What to do =
Leaving out the images, transcribe every record below exactly.
The data section start
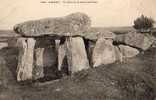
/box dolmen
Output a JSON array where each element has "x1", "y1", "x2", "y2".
[
  {"x1": 13, "y1": 12, "x2": 156, "y2": 82},
  {"x1": 14, "y1": 12, "x2": 91, "y2": 81}
]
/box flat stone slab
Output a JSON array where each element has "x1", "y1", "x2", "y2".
[
  {"x1": 84, "y1": 31, "x2": 116, "y2": 41},
  {"x1": 115, "y1": 32, "x2": 156, "y2": 50},
  {"x1": 14, "y1": 12, "x2": 91, "y2": 37}
]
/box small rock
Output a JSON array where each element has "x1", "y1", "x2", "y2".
[
  {"x1": 118, "y1": 45, "x2": 140, "y2": 58},
  {"x1": 0, "y1": 42, "x2": 8, "y2": 49},
  {"x1": 14, "y1": 12, "x2": 91, "y2": 37},
  {"x1": 55, "y1": 88, "x2": 62, "y2": 92}
]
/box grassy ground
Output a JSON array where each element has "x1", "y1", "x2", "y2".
[
  {"x1": 0, "y1": 46, "x2": 156, "y2": 100},
  {"x1": 0, "y1": 28, "x2": 156, "y2": 100}
]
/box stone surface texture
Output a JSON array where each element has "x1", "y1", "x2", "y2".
[
  {"x1": 58, "y1": 37, "x2": 90, "y2": 73},
  {"x1": 16, "y1": 38, "x2": 36, "y2": 81},
  {"x1": 92, "y1": 37, "x2": 117, "y2": 67},
  {"x1": 14, "y1": 12, "x2": 91, "y2": 37},
  {"x1": 115, "y1": 32, "x2": 156, "y2": 50},
  {"x1": 118, "y1": 45, "x2": 140, "y2": 58}
]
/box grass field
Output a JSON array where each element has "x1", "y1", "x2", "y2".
[
  {"x1": 0, "y1": 28, "x2": 156, "y2": 100},
  {"x1": 0, "y1": 46, "x2": 156, "y2": 100}
]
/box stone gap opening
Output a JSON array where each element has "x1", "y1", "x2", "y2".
[
  {"x1": 58, "y1": 37, "x2": 70, "y2": 76},
  {"x1": 84, "y1": 39, "x2": 96, "y2": 67},
  {"x1": 33, "y1": 37, "x2": 61, "y2": 82}
]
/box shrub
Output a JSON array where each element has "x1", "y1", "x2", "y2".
[{"x1": 133, "y1": 15, "x2": 155, "y2": 32}]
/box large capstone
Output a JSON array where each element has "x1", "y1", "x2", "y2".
[
  {"x1": 14, "y1": 12, "x2": 91, "y2": 37},
  {"x1": 16, "y1": 38, "x2": 36, "y2": 81}
]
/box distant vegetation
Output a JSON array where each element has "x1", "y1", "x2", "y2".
[{"x1": 133, "y1": 15, "x2": 155, "y2": 33}]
The data section end
Exercise answer =
/box dolmen
Output a JSON array where each element has "x1", "y1", "x2", "y2".
[
  {"x1": 13, "y1": 12, "x2": 156, "y2": 82},
  {"x1": 14, "y1": 12, "x2": 91, "y2": 81}
]
/box flat stone slab
Output a JSON array where each element has "x1", "y1", "x2", "y2".
[
  {"x1": 84, "y1": 31, "x2": 116, "y2": 41},
  {"x1": 115, "y1": 32, "x2": 156, "y2": 50},
  {"x1": 14, "y1": 12, "x2": 91, "y2": 37}
]
/box small rock
Output a JSON array where each element has "x1", "y1", "x2", "y2".
[
  {"x1": 118, "y1": 45, "x2": 140, "y2": 58},
  {"x1": 0, "y1": 42, "x2": 8, "y2": 49},
  {"x1": 14, "y1": 12, "x2": 91, "y2": 37},
  {"x1": 55, "y1": 88, "x2": 62, "y2": 92}
]
/box grassy ground
Output a JSON array where each element has "x1", "y1", "x2", "y2".
[
  {"x1": 0, "y1": 46, "x2": 156, "y2": 100},
  {"x1": 0, "y1": 28, "x2": 156, "y2": 100}
]
/box stone surface texture
Output a JSON array where each element has "x1", "y1", "x2", "y2".
[
  {"x1": 58, "y1": 37, "x2": 90, "y2": 73},
  {"x1": 16, "y1": 38, "x2": 36, "y2": 81},
  {"x1": 92, "y1": 37, "x2": 117, "y2": 67},
  {"x1": 14, "y1": 12, "x2": 91, "y2": 37},
  {"x1": 115, "y1": 32, "x2": 156, "y2": 50},
  {"x1": 118, "y1": 45, "x2": 140, "y2": 58}
]
/box grass field
Output a JSON array where each element has "x1", "y1", "x2", "y2".
[
  {"x1": 0, "y1": 28, "x2": 156, "y2": 100},
  {"x1": 0, "y1": 46, "x2": 156, "y2": 100}
]
/box stone gap opening
Output a JSON array where each element has "x1", "y1", "x2", "y2".
[
  {"x1": 58, "y1": 37, "x2": 70, "y2": 76},
  {"x1": 84, "y1": 39, "x2": 96, "y2": 67},
  {"x1": 33, "y1": 37, "x2": 61, "y2": 82}
]
/box shrub
Output a JSON array where each element has "x1", "y1", "x2", "y2".
[{"x1": 133, "y1": 15, "x2": 155, "y2": 32}]
/box large capstone
Output a JSON array where each element has "x1", "y1", "x2", "y2".
[
  {"x1": 14, "y1": 12, "x2": 91, "y2": 37},
  {"x1": 16, "y1": 38, "x2": 36, "y2": 81}
]
/box distant vegetation
Output a JSON array where each element has "x1", "y1", "x2", "y2".
[{"x1": 133, "y1": 15, "x2": 155, "y2": 33}]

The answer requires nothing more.